***** Provided records *****
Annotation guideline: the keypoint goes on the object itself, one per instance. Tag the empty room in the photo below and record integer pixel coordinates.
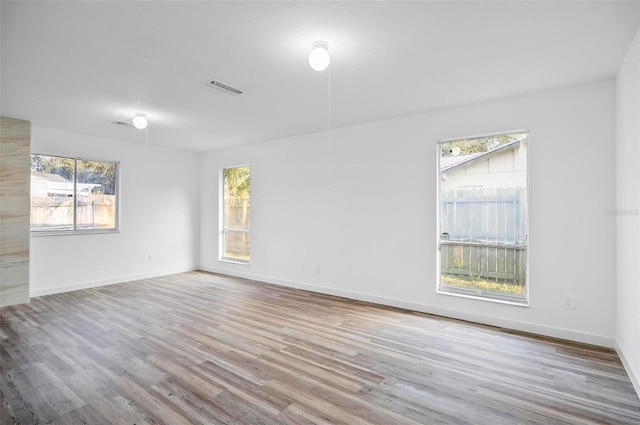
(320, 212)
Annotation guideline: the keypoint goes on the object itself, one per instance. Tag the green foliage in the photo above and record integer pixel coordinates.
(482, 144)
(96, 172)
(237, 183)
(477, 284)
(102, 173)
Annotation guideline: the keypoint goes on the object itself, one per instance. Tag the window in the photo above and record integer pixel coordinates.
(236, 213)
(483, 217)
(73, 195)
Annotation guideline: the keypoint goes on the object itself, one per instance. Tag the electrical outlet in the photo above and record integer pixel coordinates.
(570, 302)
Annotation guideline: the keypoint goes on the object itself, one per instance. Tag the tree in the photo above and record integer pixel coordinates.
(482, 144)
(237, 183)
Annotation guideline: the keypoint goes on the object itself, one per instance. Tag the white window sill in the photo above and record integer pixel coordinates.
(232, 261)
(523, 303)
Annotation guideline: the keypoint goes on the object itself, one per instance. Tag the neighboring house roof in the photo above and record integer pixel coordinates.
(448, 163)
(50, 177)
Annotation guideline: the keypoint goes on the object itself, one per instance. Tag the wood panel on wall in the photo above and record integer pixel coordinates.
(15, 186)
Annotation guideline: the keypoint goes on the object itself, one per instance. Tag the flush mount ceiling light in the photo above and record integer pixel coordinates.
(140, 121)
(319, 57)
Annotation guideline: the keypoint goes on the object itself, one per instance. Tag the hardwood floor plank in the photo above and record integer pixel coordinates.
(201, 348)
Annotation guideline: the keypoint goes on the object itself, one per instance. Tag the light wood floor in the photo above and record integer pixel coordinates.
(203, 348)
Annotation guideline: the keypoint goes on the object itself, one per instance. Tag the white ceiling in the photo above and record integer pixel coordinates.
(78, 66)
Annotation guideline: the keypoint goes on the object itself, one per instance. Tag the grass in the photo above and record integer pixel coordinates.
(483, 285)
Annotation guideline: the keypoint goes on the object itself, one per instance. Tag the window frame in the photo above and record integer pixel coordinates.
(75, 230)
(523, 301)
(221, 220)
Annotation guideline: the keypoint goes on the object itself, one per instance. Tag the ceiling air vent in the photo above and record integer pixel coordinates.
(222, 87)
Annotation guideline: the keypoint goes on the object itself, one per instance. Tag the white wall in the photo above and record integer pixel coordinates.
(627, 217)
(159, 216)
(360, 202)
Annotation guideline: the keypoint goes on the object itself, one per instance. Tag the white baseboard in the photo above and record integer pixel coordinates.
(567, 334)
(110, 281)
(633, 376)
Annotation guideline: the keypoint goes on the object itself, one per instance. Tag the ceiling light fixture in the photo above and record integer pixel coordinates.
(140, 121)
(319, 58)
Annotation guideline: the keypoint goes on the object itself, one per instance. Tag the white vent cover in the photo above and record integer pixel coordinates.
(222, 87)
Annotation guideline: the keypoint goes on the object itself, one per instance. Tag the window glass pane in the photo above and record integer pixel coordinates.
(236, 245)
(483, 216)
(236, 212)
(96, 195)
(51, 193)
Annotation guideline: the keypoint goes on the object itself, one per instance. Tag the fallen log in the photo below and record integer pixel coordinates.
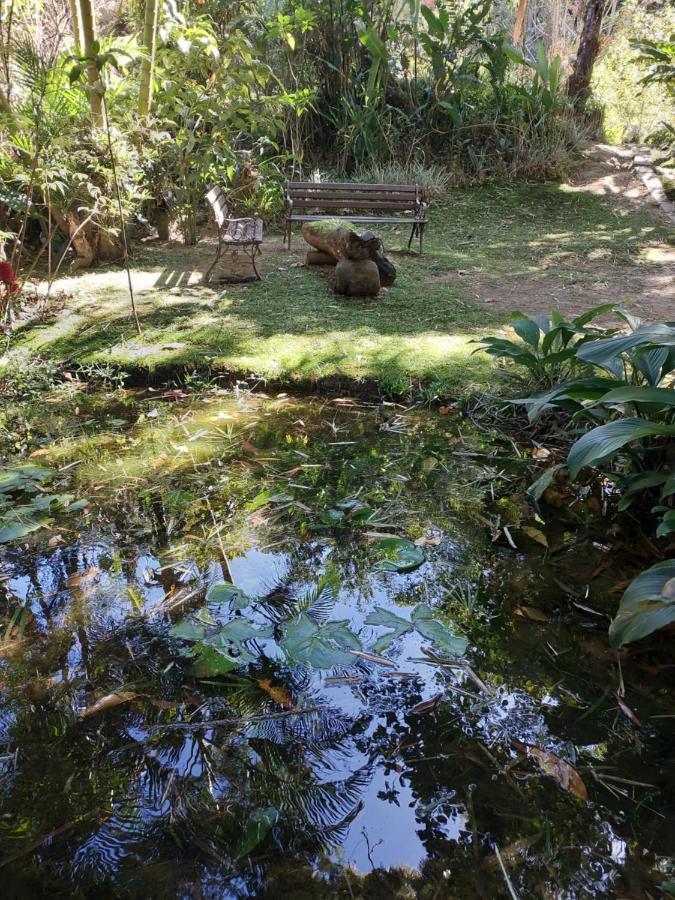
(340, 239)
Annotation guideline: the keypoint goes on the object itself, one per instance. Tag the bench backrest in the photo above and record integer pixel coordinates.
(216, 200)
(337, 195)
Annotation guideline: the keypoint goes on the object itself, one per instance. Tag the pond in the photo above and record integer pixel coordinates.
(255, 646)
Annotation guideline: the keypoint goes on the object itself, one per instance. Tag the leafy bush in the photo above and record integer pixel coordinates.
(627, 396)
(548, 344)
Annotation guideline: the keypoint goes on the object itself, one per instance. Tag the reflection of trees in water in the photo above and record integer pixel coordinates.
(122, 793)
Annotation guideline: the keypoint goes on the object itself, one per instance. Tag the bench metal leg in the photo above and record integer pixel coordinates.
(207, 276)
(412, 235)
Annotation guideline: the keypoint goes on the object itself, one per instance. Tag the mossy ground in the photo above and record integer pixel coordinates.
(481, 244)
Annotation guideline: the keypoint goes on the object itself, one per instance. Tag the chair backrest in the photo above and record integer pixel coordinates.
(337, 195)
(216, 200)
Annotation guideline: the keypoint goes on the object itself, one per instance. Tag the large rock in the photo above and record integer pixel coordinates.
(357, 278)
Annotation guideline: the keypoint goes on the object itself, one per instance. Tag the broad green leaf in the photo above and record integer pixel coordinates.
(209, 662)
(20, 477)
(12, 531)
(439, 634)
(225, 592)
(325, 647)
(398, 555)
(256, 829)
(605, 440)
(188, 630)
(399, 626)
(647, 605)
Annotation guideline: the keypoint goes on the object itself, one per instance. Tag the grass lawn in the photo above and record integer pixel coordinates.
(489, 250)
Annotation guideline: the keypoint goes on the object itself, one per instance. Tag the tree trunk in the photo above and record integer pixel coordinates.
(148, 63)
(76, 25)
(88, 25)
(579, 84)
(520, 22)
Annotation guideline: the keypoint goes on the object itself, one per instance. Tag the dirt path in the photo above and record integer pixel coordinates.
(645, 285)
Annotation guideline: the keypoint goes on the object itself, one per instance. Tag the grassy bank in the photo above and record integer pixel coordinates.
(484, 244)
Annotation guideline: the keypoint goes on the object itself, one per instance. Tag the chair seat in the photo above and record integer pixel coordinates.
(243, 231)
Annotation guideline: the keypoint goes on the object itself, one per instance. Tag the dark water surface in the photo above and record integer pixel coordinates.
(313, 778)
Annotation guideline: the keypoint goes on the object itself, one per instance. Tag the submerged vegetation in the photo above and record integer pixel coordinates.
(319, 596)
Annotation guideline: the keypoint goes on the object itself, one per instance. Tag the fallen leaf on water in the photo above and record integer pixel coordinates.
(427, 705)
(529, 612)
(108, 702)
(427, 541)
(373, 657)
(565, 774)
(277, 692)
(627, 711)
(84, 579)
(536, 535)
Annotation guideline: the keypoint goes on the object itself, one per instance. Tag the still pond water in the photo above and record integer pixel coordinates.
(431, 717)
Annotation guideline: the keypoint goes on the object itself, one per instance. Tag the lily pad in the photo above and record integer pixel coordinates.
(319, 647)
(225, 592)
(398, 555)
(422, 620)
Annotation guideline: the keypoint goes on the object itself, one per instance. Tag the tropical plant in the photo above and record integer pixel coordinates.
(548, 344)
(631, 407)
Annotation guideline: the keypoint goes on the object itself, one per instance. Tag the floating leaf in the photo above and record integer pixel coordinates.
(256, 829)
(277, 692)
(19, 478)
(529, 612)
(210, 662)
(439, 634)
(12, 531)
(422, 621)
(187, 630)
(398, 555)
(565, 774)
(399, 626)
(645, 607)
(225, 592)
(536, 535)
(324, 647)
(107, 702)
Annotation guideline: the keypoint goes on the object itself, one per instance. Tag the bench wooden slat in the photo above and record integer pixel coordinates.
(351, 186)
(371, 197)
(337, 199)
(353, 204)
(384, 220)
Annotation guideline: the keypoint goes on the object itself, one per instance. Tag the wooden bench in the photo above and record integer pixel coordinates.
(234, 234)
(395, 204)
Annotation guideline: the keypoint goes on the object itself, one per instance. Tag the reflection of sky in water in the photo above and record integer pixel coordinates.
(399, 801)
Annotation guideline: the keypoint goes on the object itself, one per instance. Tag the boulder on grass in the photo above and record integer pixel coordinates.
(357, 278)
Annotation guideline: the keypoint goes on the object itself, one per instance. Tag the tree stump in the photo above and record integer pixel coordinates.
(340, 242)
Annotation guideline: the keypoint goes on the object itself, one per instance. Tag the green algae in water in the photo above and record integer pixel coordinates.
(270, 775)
*****
The problem -
Drop the pictures and reproduce the rest of the data above exactly.

Task solution -
Annotation guideline: the keypoint goes on the object itself, one per instance. Tag the empty room in the photo below and record integer pixel coordinates.
(320, 212)
Annotation guideline: the keypoint goes on the object itself, one per instance. Tag the green foliage in the photo above and record integer pixel coordinates.
(482, 144)
(96, 172)
(237, 183)
(477, 284)
(102, 173)
Annotation guideline: the keypoint goes on the object itself, one per instance. Tag the window in the photo above and record integer pixel coordinates.
(236, 213)
(483, 217)
(73, 195)
Annotation guideline: the keypoint goes on the object itself, one per instance. Tag the electrical outlet in the photo above and record integer pixel coordinates.
(570, 302)
Annotation guideline: the keypoint goes on the object itself, one per instance. Tag the tree in the photo above and record integer pixel coordinates.
(482, 144)
(237, 183)
Annotation guideline: the keypoint goes on the object itself, one per instance. Tag the white window sill in the photo above and record integer pixel coordinates.
(232, 261)
(523, 303)
Annotation guideline: the keypoint goes on the object itself, one per instance. Tag the neighboring house roof in the photo above and record integer pixel coordinates.
(448, 163)
(50, 177)
Annotation guideline: the keypoint goes on the object itself, one per instance. Tag the wood panel on wall in the photo above and record integer pixel coordinates.
(15, 186)
Annotation guideline: the keypoint goes on the object itself, one per instance. Tag the flush mount ceiling light in the photo above and record integer pixel coordinates.
(140, 121)
(319, 57)
Annotation guideline: the keypoint goes on the object itself, one per instance. Tag the hardwood floor plank in the photo above and record integer pixel coordinates.
(201, 348)
Annotation guideline: the keypoint goes on the object itself, one per instance. Tag the light wood floor in the photo above and record integer pixel coordinates.
(203, 348)
Annotation guideline: the keypoint goes on the object itself, one per instance. Tag the white ceiling in the photo above and record integer pixel coordinates.
(78, 66)
Annotation guideline: the keypoint goes on the object itself, one per instance. Tag the grass in the photo above and record integer pixel coordinates.
(483, 285)
Annotation guideline: the keypoint goes on the object itself, one per instance. Tag the window frame in the photo above and record integer pixel coordinates.
(75, 230)
(523, 301)
(221, 220)
Annotation guideline: the keypoint goes on the object itself, one per instance. Tag the ceiling air vent in the photo above and record integer pixel coordinates.
(222, 87)
Annotation guideline: the keypoint goes on the object itself, one per instance. Tag the white wall in the photo above and record integer pixel coordinates.
(627, 217)
(159, 216)
(360, 202)
Annotation guideline: the keypoint goes on the object itself, one per instance. Tag the white baseboard in the photo above and record integer pixel coordinates.
(567, 334)
(110, 281)
(633, 376)
Annotation guideline: the keypoint goes on the object itself, one per instance. Tag the ceiling light fixture in the photo above and record integer pixel coordinates.
(140, 121)
(319, 58)
Annotation guideline: the keypoint goes on the object itself, one per instance. Tag the white vent cover in the photo above and record integer pixel coordinates.
(222, 87)
Annotation guideline: the keypoint goes on the object itself, one per instance. Tag the window glass pane in the photo above and record integer pixel coordinates.
(236, 245)
(483, 216)
(236, 212)
(96, 195)
(51, 193)
Annotation guideline: the keypoint goes on the object itself, one per instance. Tag the fallen log in the photo below and record integer pixel coordinates.
(340, 239)
Annotation guideline: the keypoint goes on the object itself, one per instance. Tag the bench backrest in the photo above and record integer pixel coordinates.
(216, 200)
(337, 195)
Annotation guideline: the keypoint goes on the object itself, one per instance. Tag the pond in the photo above and record integer pixel coordinates.
(255, 646)
Annotation guideline: the keypoint goes on the object itself, one per instance. Tag the leafy bush in the photo above and record integer pixel coordinates.
(627, 396)
(548, 344)
Annotation guideline: the keypoint goes on the object itself, one per instance. Tag the reflection of trees in water in the photo above and record integer pixel coordinates.
(122, 793)
Annotation guideline: the keypoint goes on the object itself, one per instance. Tag the bench metal leg in the photo above and record integer pixel coordinates.
(207, 276)
(412, 235)
Annotation guideline: the keypoint goes on the object itself, one per instance. Tag the mossy ground in the photo above and record integer pixel coordinates.
(481, 244)
Annotation guideline: the keypoint goes on the object itself, one per instance. Tag the chair backrest in the photo above and record integer pixel coordinates.
(337, 195)
(216, 200)
Annotation guideline: the keypoint goes on the object itself, one per instance. Tag the large rock in the photo above and record integer pixel coordinates.
(357, 278)
Annotation guideline: the keypoint goes on the object itself, one per instance. Tag the broad green leaf in the photo above and record integer pixel coordinates.
(209, 662)
(20, 477)
(12, 531)
(439, 634)
(225, 592)
(325, 647)
(398, 555)
(256, 829)
(605, 440)
(188, 630)
(399, 626)
(647, 605)
Annotation guideline: the keypoint goes on the object itself, one per instance. Tag the grass lawn in the photo above and record integer pixel coordinates.
(489, 250)
Annotation guideline: the keypoint goes on the object itself, one per instance. Tag the tree trunk in the photo above and record integer pixel coordinates.
(148, 63)
(76, 25)
(88, 25)
(579, 84)
(520, 22)
Annotation guideline: the keypoint goes on the object itself, one per instance. Tag the dirt path in the photo above and record integer pixel coordinates.
(645, 285)
Annotation guideline: the keypoint goes on the object itself, one per instance. Tag the grassy bank in the photo above and record integer pixel coordinates.
(484, 244)
Annotation guideline: the keypoint goes on the object itself, one per instance. Tag the chair seat in the photo above and record integer pixel coordinates.
(243, 231)
Annotation guideline: the keypoint goes on the object itself, one per instance. Tag the dark water surface in the photo above and record integer pixel coordinates.
(313, 778)
Annotation guideline: the keypoint goes on the object itself, one per instance. Tag the submerged vegetation in the photo above and record integer pixel coordinates.
(319, 596)
Annotation guideline: the keypoint goes on the object itself, one per instance. Tag the fallen leaf on water in the photo above and record integer pixel coordinates.
(427, 705)
(529, 612)
(108, 702)
(427, 541)
(373, 657)
(565, 774)
(277, 692)
(627, 711)
(84, 579)
(536, 535)
Annotation guideline: the keypoint goes on the object itself, one per instance. Tag the still pond water in the photo above and record integer pixel coordinates.
(431, 717)
Annotation guideline: the keypoint goes on the object itself, one per instance. Tag the lily pad in the photo above and record integer pixel coordinates.
(319, 647)
(225, 592)
(398, 555)
(422, 620)
Annotation guideline: the keypoint goes on the object itself, one per instance. Tag the tropical plant in the photo above and record integer pixel coordinates.
(548, 344)
(631, 407)
Annotation guideline: the keypoint goes on the object itself, one per instance. Tag the floating leaf in the photo above and record integer pixel coordinates.
(256, 829)
(277, 692)
(19, 478)
(529, 612)
(210, 662)
(439, 634)
(12, 531)
(422, 621)
(187, 630)
(398, 555)
(565, 774)
(399, 626)
(645, 607)
(225, 592)
(536, 535)
(324, 647)
(107, 702)
Annotation guideline: the keypoint goes on the object itself, one per instance. Tag the bench wooden slat in the photo above and record integer pixel coordinates.
(351, 186)
(371, 197)
(337, 199)
(353, 204)
(384, 220)
Annotation guideline: the keypoint goes on the object itself, one per instance. Tag the wooden bench in the photo above and record integer pixel coordinates.
(234, 234)
(395, 204)
Annotation guideline: the keypoint goes on the object itself, one per instance. Tag the reflection of sky in water in the photo above and record integer pixel coordinates.
(399, 801)
Annotation guideline: the keypoint goes on the object itself, one per instance. Tag the boulder on grass in the photo above and record integer pixel coordinates.
(357, 278)
Annotation guideline: the keypoint goes on the object itself, one per instance. Tag the tree stump in the photo above and record integer pixel coordinates.
(340, 242)
Annotation guideline: the keypoint goes on the object itself, one per instance. Tag the green algae in water in the photo above and record integer pixel coordinates.
(270, 775)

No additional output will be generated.